• Instructions for the task: Rescale the entries from the line containing "woman in the image above." through the end of the entries, inclusive: copy every one of those lines, requests included, multiplying each box coordinate in the answers by 0.7 and rounding to whole numbers with halves rounded up. Leave the requests and their format samples unchanged, and give only these lines.

[BEGIN]

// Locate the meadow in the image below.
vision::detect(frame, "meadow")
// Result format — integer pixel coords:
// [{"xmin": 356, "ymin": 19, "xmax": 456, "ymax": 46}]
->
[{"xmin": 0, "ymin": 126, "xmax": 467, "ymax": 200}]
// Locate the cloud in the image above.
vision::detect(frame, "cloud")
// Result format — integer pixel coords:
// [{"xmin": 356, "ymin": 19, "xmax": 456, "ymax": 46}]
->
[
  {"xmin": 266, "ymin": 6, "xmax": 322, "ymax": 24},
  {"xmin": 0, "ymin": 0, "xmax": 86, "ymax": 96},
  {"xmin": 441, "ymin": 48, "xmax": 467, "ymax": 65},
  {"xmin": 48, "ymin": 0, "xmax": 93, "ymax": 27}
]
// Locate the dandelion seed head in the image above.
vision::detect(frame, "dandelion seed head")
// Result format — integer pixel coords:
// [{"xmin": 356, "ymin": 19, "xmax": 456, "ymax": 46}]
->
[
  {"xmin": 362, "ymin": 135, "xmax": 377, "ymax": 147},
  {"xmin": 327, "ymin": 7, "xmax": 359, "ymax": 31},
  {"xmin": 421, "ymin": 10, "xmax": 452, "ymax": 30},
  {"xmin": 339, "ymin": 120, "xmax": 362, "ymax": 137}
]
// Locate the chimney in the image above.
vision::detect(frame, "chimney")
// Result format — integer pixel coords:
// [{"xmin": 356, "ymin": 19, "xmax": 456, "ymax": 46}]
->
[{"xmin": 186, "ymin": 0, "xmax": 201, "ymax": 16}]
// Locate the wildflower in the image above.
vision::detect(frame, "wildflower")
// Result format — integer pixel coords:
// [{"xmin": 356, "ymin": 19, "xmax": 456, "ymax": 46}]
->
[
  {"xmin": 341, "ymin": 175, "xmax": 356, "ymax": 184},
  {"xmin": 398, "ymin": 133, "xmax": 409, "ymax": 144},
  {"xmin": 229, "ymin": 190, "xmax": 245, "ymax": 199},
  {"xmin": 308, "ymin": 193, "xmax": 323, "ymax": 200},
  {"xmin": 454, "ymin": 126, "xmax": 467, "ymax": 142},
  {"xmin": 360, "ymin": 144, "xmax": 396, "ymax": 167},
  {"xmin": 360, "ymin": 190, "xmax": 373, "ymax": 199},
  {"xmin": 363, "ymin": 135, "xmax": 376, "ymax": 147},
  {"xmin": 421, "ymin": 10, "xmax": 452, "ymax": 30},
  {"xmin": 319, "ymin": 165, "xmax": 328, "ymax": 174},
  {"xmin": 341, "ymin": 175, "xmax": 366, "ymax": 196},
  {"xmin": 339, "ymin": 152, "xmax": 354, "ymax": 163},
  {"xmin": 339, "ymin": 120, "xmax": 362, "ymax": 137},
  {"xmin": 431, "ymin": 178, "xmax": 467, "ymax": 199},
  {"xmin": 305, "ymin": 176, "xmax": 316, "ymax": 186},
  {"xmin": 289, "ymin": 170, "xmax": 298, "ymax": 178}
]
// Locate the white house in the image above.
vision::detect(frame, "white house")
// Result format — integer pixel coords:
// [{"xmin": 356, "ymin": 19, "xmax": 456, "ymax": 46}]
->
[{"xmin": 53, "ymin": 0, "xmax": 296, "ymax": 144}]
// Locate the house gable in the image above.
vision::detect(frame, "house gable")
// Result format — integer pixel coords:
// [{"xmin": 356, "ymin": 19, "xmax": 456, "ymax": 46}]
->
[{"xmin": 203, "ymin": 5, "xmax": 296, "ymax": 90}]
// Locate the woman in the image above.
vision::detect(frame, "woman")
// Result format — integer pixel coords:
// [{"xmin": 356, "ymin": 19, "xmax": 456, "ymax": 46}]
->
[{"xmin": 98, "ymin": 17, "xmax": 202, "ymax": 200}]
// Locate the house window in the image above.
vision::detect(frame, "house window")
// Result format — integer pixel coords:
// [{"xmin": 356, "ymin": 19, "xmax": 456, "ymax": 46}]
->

[END]

• Full response:
// Locate the woman in the image above.
vision::detect(frame, "woman")
// Result format — integer pixel coords:
// [{"xmin": 356, "ymin": 19, "xmax": 456, "ymax": 46}]
->
[{"xmin": 69, "ymin": 12, "xmax": 141, "ymax": 140}]
// Locate the house window in the image above.
vision::detect(frame, "house window")
// Result format — integer pixel coords:
// [{"xmin": 356, "ymin": 19, "xmax": 456, "ymax": 46}]
->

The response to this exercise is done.